▶ _EXERCISE_
Set down exactly the lines that run from the line with "of the floral" to the end of the data, and nothing else.

### EXTRACTED MATERIAL ###

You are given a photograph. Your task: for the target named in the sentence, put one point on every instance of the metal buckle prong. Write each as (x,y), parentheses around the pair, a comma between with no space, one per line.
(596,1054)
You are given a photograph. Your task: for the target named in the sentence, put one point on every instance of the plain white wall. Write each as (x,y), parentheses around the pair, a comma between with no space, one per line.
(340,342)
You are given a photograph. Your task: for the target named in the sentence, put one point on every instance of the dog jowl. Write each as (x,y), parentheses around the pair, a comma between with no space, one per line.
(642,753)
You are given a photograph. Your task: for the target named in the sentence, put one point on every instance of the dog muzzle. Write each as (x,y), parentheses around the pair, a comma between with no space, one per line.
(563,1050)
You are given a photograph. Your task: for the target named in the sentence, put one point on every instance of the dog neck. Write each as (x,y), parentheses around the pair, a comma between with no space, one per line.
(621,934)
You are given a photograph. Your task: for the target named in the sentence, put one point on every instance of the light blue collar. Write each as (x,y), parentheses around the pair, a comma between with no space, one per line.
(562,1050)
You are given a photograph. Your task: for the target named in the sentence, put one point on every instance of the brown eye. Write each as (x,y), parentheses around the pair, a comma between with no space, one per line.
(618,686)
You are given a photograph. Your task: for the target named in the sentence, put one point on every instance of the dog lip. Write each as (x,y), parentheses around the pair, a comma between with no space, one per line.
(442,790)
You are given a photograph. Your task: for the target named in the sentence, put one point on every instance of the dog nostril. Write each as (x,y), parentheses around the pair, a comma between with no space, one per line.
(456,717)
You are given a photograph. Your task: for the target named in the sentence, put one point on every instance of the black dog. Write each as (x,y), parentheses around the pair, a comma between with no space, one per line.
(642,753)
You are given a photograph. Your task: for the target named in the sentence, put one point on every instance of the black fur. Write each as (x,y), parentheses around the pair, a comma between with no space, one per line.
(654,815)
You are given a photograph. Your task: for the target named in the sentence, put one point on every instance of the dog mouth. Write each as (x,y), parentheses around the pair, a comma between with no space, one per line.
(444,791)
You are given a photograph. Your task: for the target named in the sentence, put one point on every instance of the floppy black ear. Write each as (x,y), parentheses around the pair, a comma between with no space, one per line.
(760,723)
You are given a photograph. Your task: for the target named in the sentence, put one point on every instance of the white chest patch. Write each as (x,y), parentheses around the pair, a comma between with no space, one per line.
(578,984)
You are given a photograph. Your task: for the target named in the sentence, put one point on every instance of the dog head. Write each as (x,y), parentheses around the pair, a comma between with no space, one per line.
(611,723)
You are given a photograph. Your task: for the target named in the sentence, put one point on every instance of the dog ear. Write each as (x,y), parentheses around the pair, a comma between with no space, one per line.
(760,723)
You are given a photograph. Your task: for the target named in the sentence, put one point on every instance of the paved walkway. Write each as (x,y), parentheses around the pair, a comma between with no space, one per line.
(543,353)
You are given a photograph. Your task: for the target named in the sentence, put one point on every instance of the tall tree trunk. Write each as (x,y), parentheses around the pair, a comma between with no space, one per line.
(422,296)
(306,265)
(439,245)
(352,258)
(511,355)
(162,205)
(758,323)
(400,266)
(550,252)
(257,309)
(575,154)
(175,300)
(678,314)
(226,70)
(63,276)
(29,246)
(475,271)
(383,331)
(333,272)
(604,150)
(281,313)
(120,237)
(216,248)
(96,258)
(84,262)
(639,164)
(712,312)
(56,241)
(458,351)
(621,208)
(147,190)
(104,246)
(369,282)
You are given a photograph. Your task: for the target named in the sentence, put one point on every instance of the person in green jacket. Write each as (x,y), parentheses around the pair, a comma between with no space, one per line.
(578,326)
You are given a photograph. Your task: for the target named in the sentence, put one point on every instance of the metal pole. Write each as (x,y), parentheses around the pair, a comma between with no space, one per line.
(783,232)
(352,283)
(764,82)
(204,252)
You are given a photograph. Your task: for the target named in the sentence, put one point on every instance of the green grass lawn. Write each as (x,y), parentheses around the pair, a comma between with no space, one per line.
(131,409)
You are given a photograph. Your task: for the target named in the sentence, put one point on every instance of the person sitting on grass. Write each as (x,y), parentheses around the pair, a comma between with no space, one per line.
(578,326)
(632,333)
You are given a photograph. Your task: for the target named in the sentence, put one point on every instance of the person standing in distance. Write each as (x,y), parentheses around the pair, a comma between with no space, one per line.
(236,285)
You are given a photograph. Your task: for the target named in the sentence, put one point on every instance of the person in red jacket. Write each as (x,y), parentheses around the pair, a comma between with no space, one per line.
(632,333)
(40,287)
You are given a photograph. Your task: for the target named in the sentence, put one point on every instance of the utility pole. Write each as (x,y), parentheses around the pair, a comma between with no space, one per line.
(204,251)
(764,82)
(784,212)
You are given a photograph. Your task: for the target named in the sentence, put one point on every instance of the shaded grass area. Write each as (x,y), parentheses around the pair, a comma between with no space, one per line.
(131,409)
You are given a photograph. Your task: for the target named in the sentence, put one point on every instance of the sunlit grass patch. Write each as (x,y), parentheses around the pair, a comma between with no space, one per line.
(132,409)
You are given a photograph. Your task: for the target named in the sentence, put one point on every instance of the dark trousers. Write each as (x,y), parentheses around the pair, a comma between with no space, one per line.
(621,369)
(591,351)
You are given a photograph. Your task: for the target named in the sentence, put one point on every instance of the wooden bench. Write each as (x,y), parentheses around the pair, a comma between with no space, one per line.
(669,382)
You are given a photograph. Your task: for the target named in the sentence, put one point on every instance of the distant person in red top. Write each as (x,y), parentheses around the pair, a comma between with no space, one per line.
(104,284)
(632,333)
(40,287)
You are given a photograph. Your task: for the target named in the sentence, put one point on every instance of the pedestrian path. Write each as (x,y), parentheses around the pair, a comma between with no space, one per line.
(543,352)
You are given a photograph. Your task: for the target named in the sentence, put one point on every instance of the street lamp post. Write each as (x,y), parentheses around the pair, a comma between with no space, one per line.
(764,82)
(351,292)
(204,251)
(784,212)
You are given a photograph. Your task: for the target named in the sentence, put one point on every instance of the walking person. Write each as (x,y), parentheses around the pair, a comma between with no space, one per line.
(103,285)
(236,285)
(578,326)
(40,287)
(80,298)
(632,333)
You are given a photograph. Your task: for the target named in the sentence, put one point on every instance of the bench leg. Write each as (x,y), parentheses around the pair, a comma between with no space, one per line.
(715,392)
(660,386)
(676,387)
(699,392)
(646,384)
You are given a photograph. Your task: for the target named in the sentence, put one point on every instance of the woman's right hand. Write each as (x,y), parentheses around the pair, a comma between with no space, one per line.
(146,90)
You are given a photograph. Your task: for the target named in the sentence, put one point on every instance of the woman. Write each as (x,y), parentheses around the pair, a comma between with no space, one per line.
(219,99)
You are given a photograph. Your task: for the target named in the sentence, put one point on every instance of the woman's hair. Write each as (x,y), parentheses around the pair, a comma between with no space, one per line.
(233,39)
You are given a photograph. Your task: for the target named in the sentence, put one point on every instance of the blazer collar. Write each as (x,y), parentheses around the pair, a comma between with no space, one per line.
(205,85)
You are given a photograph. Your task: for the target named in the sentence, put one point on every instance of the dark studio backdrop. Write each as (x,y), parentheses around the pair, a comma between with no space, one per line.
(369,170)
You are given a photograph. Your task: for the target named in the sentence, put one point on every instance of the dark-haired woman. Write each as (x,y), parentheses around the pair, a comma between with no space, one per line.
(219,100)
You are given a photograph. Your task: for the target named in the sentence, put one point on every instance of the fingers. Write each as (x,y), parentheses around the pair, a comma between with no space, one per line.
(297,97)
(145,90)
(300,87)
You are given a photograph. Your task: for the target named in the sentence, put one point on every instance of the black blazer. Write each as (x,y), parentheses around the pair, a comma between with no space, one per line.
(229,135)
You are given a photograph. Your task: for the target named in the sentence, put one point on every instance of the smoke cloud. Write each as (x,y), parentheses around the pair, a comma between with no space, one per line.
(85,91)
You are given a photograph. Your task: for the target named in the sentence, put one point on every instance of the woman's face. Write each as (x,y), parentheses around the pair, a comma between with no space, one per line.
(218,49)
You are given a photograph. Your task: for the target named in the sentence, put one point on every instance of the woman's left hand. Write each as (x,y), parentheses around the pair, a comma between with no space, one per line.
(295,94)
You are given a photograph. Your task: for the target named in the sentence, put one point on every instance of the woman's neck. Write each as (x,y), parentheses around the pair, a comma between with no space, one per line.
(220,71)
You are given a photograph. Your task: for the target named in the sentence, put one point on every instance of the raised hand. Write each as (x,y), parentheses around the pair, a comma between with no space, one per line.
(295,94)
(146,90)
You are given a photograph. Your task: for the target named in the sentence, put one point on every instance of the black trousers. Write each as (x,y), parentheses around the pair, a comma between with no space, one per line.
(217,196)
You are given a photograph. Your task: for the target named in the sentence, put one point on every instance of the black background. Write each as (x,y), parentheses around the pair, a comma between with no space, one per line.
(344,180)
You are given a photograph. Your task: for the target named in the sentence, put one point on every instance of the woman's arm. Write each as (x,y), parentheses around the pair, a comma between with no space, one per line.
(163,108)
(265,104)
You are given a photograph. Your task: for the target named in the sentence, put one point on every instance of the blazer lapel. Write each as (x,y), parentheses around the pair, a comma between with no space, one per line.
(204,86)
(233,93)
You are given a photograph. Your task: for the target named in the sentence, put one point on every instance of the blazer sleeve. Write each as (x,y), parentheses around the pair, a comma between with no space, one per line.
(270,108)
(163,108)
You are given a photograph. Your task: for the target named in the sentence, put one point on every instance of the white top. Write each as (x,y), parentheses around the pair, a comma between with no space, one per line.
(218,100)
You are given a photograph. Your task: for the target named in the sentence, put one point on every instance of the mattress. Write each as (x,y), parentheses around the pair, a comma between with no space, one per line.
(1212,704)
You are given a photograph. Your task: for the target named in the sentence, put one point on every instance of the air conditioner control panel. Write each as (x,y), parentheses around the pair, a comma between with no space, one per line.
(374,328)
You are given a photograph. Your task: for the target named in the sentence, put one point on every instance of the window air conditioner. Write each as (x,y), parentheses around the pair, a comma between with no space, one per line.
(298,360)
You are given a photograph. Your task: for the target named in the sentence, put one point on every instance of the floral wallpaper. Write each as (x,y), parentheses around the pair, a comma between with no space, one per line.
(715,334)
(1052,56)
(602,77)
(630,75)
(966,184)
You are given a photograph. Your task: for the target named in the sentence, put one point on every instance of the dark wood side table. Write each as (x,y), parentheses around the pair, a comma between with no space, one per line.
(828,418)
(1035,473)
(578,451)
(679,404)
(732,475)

###

▶ _ANSWER_
You are given a photograph. Your task: for the target named in the sentence, put one point on every instance of the floral wallpaper. Write each as (x,y), parentheses around the pair, a comma between with no space, one per line.
(715,334)
(1052,56)
(602,77)
(630,75)
(966,184)
You are given a photograph. Your task: for the target named in the sentence, put one point on every instance of the dark wood side table. Write each as (x,y), parentheses around the pair, a comma between with no space, one per line.
(828,418)
(1035,473)
(578,451)
(679,404)
(732,475)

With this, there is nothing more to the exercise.